#### Text extract
But I know here, there are still several sub channels that zoom doesn't work on. Heck I think there are more now than there used to be.


----------



## spmdr (Oct 2, 2016)

Yes, at this point, I AM a "drive-by poster."

...I don't LIVE here.

And as far as the pain to set up, it took over an hour to get it up and running the first time.

I think it did an "update" at least 3 times!

And I have time into personalizing the settings.

The OLD DVR was just plain EASIER to set up.

I will admit it also had far fewer bells and whistles....

AND, the TiVo DID work correctly at the start.

I just did a "reset" and a "power down" with no change.

We DO watch a fair amount of OLD SD STUFF, and I don't care to see it with the top and bottom cut off.

Changing the TV does not get back what the DVR has taken away.

And changing the TiVo settings does not get back the tops of people's heads, and their feet.

SO, at this point, it appears the TiVo has a problem.

Again, it DID work in the beginning.

It seems to be stuck in the "full" mode.

If I change the TV to 4:3, it distorts the picture badly.

At this point it seems I have 2-3 options...

1) a reset to "factory" settings.

2) Return it.:down:

3) wait for divine intervention.... (anyone here feel a bit divine?)


----------



## jth tv (Nov 15, 2014)

I'd like to see that for myself. Which TV shows, which TV model number.


----------



## JoeKustra (Dec 7, 2012)

jth tv said:


> I'd like to see that for myself. Which TV shows, which TV model number.


You know there are too many variables to find a fix. I have 20 channels in my Favorites. I get Comet, 4:3, and zoom doesn't do anything. I know why. If I want to screw with the aspect ratio, I use the TV. Zoom is good for streaming, not for digital TV.


----------



## atmuscarella (Oct 11, 2005)

JoeKustra said:


> You know there are too many variables to find a fix. I have 20 channels in my Favorites. I get Comet, 4:3, and zoom doesn't do anything. I know why. If I want to screw with the aspect ratio, I use the TV. Zoom is good for streaming, not for digital TV.


You just gave the OP a good hint:

Check and make sure that the TV isn't zooming the channels.


----------



## jth tv (Nov 15, 2014)

As long as I have the TV set to "Full", and the TiVo Zoom to set "Panel" everything is fine.


----------



## thyname (Dec 27, 2010)

spmdr said:


> Yes, at this point, I AM a "drive-by poster."
> 
> ...I don't LIVE here.
> 
> ...


I believe you got lots of good advice and tips from nice gents here.

I set up my Roamio OTA about 1.5 months ago. I did not time it, but it probably took me 30 minutes. Certainly not 1 hour. Besides, most of the time was just waiting to do its thing, and I was certainly not watching it do it, but used my time to do other things. If you call "pain" waiting to do a software update, I don't know what to tell you.


----------



## mattack (Apr 9, 2001)

tomhorsley said:


> On broadcasts that are already HD resolution, it doesn't seem to do anything for me.

#### Supplied data
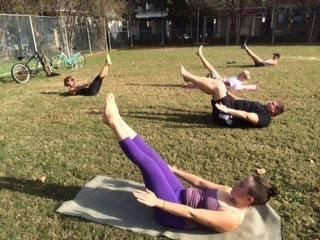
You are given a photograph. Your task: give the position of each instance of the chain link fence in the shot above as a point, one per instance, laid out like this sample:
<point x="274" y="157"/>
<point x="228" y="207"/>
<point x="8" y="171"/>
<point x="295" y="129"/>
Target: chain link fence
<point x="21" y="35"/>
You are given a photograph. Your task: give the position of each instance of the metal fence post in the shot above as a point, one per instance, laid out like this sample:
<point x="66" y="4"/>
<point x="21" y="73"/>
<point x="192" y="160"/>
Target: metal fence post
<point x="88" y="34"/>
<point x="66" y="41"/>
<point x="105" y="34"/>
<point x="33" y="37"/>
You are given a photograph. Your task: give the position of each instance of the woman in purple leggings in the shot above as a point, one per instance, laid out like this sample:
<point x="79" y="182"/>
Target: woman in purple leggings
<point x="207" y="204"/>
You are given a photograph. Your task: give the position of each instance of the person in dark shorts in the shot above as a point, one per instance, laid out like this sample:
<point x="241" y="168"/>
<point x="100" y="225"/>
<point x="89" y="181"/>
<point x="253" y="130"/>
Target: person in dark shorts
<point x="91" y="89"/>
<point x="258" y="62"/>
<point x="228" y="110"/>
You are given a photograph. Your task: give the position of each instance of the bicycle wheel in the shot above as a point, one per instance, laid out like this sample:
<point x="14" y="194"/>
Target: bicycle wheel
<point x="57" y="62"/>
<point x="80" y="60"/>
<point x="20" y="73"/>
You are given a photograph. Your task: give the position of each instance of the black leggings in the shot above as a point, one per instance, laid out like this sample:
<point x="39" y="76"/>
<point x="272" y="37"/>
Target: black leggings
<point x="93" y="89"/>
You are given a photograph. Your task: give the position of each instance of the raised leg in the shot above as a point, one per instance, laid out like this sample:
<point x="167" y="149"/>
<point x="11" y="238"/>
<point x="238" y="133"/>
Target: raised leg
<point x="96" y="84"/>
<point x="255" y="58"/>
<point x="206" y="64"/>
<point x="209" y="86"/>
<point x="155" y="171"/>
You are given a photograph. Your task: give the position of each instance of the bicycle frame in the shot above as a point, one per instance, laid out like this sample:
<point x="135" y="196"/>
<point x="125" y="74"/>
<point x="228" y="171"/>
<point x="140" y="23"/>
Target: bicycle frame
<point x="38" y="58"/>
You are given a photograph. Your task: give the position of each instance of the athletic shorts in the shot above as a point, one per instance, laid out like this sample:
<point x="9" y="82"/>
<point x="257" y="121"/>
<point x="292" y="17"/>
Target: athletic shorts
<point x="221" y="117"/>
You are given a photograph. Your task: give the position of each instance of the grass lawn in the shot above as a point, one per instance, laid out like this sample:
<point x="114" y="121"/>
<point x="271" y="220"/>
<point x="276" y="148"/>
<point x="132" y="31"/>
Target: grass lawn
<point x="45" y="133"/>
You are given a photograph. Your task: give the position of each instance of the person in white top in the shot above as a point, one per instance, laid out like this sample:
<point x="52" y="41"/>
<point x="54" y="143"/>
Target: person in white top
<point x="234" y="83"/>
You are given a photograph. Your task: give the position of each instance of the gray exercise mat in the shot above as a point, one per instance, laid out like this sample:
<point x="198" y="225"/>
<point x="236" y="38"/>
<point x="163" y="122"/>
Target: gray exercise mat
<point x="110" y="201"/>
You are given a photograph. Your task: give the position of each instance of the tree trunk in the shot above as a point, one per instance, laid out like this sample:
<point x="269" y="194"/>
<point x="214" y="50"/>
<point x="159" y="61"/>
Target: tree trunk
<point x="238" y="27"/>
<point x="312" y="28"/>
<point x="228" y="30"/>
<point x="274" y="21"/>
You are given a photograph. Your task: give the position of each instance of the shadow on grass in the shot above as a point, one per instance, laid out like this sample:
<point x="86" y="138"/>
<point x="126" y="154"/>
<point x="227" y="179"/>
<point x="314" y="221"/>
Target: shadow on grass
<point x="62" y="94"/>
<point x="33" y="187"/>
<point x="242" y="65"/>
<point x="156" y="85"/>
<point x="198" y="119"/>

#### Work to do
a: Name every user who heads a post in the forum thread, listing each name once.
b: In the forum thread, switch "divine intervention" to "a miracle" and write out the part that opens with the words containing "It seems to" and closes with "a bit divine?)".

#### Outputs by task
a:
spmdr
jth tv
JoeKustra
atmuscarella
thyname
mattack

b:
It seems to be stuck in the "full" mode.

If I change the TV to 4:3, it distorts the picture badly.

At this point it seems I have 2-3 options...

1) a reset to "factory" settings.

2) Return it.:down:

3) wait for a miracle.... (anyone here feel a bit divine?)